Aufgabe A:
Kopieren Sie aus dem Interviewauszug den Abschnitt, der bei den Worten „Gibt es auch“ beginnt und nach „kennengelernt zu haben.“ endet.
Aufgabe B:
Fassen Sie den Absatz des Interviewauszugs, der mit „Barbara Schüpbach-Haller: Wir besuchen alle Patientinnen“ beginnt, als Stichpunktliste zusammen und behalten Sie dabei seine wesentlichen Aussagen bei.
Aufgabe C:
Knüpfen Sie an den letzten Satz des Interviewauszugs an und führen Sie das Interview weiter.

Textauszug:
# # # # # # #
Gibt es auch Patientinnen, die Informationen blocken und nur ihre Ruhe haben wollen?
Barbara Schüpbach-Haller: Wir besuchen alle Patientinnen während ihres Spitalaufenthalts. Dabei gehen wir vorsichtig auf die Frauen zu und stellen unser Angebot vor. In der Regel sind die Frauen sehr dankbar, mit jemandem sprechen zu können. Sie schätzen eine Fachperson, die Zeit hat, die vielen vorhandenen Fragen mit ihnen anzuschauen. Es kommt aber auch vor, dass Patientinnen lieber mit ihren Gedanken für sich sind. Ich erlebe aber oft, dass sie mich im Nachhinein kontaktieren und froh waren, mich im Spital kurz kennengelernt zu haben. 

«Viele können zahlreiche Aufgaben mit der Familie bewältigen, das finde ich persönlich immer sehr schön.»


Auch zum Beispiel zum Thema Alltagsbewältigung?
# # # # # # #
Bereitgestelltes Material:
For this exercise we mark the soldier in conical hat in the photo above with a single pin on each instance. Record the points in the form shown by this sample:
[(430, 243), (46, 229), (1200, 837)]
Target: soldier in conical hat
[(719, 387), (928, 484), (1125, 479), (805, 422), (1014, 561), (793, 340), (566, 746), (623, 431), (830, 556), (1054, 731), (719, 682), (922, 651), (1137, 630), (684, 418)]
# # # # # # #
Ergebnis A:
Gibt es auch Patientinnen, die Informationen blocken und nur ihre Ruhe haben wollen?
Barbara Schüpbach-Haller: Wir besuchen alle Patientinnen während ihres Spitalaufenthalts. Dabei gehen wir vorsichtig auf die Frauen zu und stellen unser Angebot vor. In der Regel sind die Frauen sehr dankbar, mit jemandem sprechen zu können. Sie schätzen eine Fachperson, die Zeit hat, die vielen vorhandenen Fragen mit ihnen anzuschauen. Es kommt aber auch vor, dass Patientinnen lieber mit ihren Gedanken für sich sind. Ich erlebe aber oft, dass sie mich im Nachhinein kontaktieren und froh waren, mich im Spital kurz kennengelernt zu haben.

Ergebnis B:
- Alle Patientinnen erhalten während ihres Spitalaufenthalts Besuch; das Angebot wird ihnen behutsam vorgestellt.
- Meist sind die Frauen sehr dankbar für das Gespräch mit einer Fachperson, die sich Zeit für ihre vielen Fragen nimmt.
- Manche Patientinnen bleiben lieber mit ihren Gedanken für sich.
- Oft nehmen diese später doch Kontakt auf und sind froh, Barbara Schüpbach-Haller im Spital kurz kennengelernt zu haben.

Ergebnis C:
Barbara Schüpbach-Haller: Das Thema Alltagsbewältigung stellt für viele Patientinnen eine Herausforderung dar. Bei Frauen mit Kindern stehen oft organisatorische Aspekte im Vordergrund: Wie komme ich mit der eingeschränkten Beweglichkeit klar? Was geschieht mit Haushalt und Garten? Viele Patientinnen können zahlreiche Aufgaben gemeinsam mit ihrer Familie bewältigen, das finde ich persönlich immer sehr schön. Ansonsten schaue ich, mit welchen Angeboten wir die Familie unterstützen können. Ich arbeite dabei häufig mit der Krebsliga zusammen. Sie bietet zahlreiche Angebote in diesem Bereich an. 

Wie gehen Kinder mit der Erkrankung der Mutter um?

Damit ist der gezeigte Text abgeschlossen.